**What you need to do**
The expected output is the first line of the data below and every line after it, up to and including the line containing "Would you mind pointing out the tiled", each reproduced exactly.

======

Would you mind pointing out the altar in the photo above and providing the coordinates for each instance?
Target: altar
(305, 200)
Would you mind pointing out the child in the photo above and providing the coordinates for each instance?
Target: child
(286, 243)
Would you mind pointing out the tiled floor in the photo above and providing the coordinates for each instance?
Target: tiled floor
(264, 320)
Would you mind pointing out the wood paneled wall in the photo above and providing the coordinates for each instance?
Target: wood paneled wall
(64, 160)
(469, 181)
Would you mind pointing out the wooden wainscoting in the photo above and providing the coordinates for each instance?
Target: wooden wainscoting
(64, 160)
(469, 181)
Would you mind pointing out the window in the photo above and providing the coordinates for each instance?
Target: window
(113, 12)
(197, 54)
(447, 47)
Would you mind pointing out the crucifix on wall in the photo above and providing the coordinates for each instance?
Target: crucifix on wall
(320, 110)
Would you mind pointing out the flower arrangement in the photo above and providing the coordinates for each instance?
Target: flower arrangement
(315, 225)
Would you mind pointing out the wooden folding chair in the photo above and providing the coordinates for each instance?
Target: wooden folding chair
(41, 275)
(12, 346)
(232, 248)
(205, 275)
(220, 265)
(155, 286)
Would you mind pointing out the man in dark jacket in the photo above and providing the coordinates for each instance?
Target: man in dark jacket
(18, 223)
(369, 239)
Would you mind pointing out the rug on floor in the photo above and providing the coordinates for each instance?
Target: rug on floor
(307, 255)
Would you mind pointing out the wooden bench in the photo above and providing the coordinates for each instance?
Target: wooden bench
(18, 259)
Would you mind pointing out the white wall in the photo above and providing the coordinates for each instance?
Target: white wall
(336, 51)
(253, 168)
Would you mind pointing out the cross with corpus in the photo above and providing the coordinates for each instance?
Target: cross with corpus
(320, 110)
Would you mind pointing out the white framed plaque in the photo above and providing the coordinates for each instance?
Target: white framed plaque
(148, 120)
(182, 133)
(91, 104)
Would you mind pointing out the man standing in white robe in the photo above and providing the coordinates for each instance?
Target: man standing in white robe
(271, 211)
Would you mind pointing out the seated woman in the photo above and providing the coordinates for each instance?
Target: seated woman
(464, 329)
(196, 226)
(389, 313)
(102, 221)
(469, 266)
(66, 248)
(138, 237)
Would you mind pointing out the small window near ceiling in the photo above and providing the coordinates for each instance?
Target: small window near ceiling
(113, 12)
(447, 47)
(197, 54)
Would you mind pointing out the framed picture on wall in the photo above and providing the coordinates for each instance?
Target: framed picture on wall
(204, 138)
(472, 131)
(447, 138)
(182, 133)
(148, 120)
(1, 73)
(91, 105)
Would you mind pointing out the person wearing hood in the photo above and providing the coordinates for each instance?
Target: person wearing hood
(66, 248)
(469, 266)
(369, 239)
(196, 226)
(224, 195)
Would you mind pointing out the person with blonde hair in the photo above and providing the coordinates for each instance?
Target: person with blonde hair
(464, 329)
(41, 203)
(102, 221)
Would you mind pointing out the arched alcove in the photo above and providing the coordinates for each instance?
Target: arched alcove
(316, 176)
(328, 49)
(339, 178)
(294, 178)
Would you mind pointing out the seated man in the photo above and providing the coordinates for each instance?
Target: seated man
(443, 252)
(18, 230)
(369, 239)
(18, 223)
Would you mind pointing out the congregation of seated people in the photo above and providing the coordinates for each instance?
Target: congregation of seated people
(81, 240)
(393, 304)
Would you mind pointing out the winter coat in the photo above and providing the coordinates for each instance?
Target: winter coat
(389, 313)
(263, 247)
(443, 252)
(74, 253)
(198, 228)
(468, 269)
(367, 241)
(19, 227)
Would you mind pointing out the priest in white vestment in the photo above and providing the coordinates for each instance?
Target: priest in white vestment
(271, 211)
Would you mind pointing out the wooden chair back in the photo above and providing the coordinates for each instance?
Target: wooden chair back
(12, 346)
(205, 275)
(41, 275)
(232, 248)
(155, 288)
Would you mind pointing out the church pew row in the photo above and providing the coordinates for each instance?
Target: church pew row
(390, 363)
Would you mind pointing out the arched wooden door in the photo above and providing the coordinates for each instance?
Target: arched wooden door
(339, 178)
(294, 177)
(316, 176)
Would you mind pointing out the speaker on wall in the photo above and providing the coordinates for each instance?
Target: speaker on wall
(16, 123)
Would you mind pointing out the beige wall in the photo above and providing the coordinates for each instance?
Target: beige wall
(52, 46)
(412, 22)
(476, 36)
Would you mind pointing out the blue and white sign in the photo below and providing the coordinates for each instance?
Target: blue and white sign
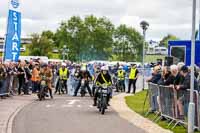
(13, 36)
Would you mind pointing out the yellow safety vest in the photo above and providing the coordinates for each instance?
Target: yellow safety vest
(121, 74)
(132, 73)
(63, 74)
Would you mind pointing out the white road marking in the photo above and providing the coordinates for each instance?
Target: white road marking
(71, 102)
(68, 106)
(91, 106)
(49, 106)
(79, 106)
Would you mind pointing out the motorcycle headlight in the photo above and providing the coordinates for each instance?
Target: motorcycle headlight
(105, 91)
(43, 83)
(104, 86)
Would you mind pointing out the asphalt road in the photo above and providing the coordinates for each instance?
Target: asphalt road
(67, 114)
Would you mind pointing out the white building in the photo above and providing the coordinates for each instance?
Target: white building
(155, 49)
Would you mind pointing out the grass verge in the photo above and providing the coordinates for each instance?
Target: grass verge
(136, 103)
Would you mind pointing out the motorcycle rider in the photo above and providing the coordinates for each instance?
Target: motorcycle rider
(84, 74)
(46, 71)
(97, 72)
(63, 75)
(133, 76)
(121, 78)
(103, 78)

======

**Result for this task**
Would you mind pointing out the altar in the photo above and providing the coordinates for each instance?
Target: altar
(305, 200)
Would you mind pointing out the child in the photo above and providing the coordinates for each instance?
Target: child
(286, 243)
Would you mind pointing out the tiled floor in the photo above and providing the coordinates for each instance?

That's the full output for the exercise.